Laura Reymond-Joubin: «La paix n’est pas seulement l’absence de conflits, mais la mise en place d’une société viable et durable»
L’est de la République Démocratique du Congo (RDC) constitue l’épicentre de la crise sécuritaire dans les Grands Lacs et subit, depuis fin 2021, la résurgence du groupe armé «Mouvement du 23 mars» (M23). Cette crise complexe dure depuis plus de 20 ans et affecte durement la population. On en parle avec Laura Reymond-Joubin qui a été déployée à l’Ambassade de Suisse en RDC en tant que Conseillère en sécurité humaine (CSH) pendant trois ans.

Laura Reymond-Joubin est revenue de RDC à l’été 2025 après trois ans de mandat sur place. © EDA
La région des Grands Lacs est l’une des plus densément peuplées d’Afrique. Les populations de la RDC, du Rwanda, du Burundi, de l’Ouganda et de la Tanzanie y sont étroitement liées par-delà les frontières à travers la langue, la culture, le commerce et les liens familiaux. Les rivalités pour la terre, le pouvoir et les ressources créent toutefois des tensions dans cette région. Elles s’enracinent dans un passé colonial, des guerres civiles, une instabilité politique, la mauvaise gouvernance et des tensions interethniques qui ont déchiré le tissu sociopolitique et engendré des violences qui ont fait des millions de victimes civiles jusqu’à ce jour.

Enregistrements du jeu de données d'annotation par points:
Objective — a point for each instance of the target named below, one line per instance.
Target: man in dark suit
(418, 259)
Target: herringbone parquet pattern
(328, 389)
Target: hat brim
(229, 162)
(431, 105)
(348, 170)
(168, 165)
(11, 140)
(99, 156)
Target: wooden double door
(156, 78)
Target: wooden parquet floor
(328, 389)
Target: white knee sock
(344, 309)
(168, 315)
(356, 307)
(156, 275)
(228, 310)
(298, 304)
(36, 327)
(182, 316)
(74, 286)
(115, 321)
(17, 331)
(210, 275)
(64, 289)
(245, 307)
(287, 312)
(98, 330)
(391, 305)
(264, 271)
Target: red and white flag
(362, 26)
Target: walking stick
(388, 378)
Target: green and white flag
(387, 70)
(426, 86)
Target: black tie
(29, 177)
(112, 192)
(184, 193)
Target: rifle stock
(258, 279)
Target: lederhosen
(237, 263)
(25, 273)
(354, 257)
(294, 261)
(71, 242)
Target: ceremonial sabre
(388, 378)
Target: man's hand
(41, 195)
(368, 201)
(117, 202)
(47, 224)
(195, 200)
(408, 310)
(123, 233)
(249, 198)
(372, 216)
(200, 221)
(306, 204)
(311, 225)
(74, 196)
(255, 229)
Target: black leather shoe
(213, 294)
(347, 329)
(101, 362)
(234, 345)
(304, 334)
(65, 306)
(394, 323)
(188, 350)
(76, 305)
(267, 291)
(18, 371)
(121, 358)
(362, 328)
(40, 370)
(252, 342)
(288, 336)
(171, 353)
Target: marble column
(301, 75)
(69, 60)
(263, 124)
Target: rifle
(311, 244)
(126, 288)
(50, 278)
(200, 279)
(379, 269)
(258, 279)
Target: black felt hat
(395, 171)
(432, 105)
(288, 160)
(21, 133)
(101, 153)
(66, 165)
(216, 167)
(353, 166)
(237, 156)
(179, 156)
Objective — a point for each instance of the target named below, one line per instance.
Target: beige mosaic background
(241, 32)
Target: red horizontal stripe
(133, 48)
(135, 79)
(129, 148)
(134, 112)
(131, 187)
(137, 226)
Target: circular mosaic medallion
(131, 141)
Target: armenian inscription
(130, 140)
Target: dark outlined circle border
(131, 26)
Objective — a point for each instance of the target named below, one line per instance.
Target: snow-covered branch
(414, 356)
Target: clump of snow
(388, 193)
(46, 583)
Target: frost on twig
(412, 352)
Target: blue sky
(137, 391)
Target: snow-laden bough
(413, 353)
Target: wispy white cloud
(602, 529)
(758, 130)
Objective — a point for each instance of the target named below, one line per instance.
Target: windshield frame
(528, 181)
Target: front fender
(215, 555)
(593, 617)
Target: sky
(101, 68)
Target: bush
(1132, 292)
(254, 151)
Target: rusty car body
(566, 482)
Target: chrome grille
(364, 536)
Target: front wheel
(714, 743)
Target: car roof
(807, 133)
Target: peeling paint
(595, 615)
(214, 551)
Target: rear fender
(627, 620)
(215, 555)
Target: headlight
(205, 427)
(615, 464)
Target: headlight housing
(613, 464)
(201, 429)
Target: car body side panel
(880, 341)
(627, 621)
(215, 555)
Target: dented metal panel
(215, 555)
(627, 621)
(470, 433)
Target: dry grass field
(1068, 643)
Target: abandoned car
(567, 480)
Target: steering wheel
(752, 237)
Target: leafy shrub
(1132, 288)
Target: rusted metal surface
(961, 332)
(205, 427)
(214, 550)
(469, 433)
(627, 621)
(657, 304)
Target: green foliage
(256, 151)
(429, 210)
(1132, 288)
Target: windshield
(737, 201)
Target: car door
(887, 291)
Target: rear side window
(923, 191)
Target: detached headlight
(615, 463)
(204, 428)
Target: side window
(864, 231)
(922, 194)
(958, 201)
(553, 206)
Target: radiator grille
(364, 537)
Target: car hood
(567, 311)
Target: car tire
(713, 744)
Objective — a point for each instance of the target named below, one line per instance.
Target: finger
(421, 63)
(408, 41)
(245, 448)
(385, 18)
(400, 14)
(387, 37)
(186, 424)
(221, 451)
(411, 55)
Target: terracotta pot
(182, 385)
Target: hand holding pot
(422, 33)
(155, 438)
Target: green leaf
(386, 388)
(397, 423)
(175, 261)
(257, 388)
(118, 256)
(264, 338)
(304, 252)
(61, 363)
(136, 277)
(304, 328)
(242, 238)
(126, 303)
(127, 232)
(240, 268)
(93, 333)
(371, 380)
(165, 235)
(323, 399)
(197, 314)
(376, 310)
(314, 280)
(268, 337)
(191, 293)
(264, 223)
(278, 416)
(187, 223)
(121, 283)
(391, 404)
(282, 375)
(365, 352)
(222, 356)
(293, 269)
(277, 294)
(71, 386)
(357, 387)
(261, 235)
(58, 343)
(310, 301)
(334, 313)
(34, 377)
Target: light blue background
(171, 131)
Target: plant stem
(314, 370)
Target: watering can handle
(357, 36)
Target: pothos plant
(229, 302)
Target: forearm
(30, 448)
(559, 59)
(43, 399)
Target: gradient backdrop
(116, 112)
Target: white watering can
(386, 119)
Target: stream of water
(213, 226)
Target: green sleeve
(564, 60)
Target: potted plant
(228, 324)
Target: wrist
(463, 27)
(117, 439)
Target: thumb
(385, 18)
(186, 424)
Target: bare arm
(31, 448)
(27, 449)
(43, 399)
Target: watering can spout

## Consignes de l'exercice:
• 1. Reformulez sous forme de liste le paragraphe de l'extrait qui commence par « La région des Grands Lacs est l'une des plus densément peuplées », en conservant ses faits essentiels.
• 2. D'après l'extrait, qu'est-ce qui crée des tensions dans la région des Grands Lacs, et dans quoi ces tensions s'enracinent-elles ? Répondez en une à trois phrases.
• 3. Énumérez tous les pays que l'extrait cite comme ayant des populations étroitement liées dans la région des Grands Lacs.
Les lignes ne sont pas nécessaires pour réaliser cet exercice.

## Corrigé de l'exercice:
• 1.
- La région des Grands Lacs compte parmi les plus densément peuplées d'Afrique.
- Les populations de la RDC, du Rwanda, du Burundi, de l'Ouganda et de la Tanzanie y sont étroitement liées par-delà les frontières par la langue, la culture, le commerce et les liens familiaux.
- Les rivalités pour la terre, le pouvoir et les ressources y créent des tensions.
- Ces tensions s'enracinent dans un passé colonial, des guerres civiles, une instabilité politique, la mauvaise gouvernance et des tensions interethniques.
- Elles ont déchiré le tissu sociopolitique et engendré des violences qui ont fait des millions de victimes civiles jusqu'à ce jour.

• 2. Ce sont les rivalités pour la terre, le pouvoir et les ressources qui créent des tensions dans la région des Grands Lacs. Ces tensions s'enracinent dans un passé colonial, des guerres civiles, une instabilité politique, la mauvaise gouvernance et des tensions interethniques.

• 3.
- République Démocratique du Congo (RDC)
- Rwanda
- Burundi
- Ouganda
- Tanzanie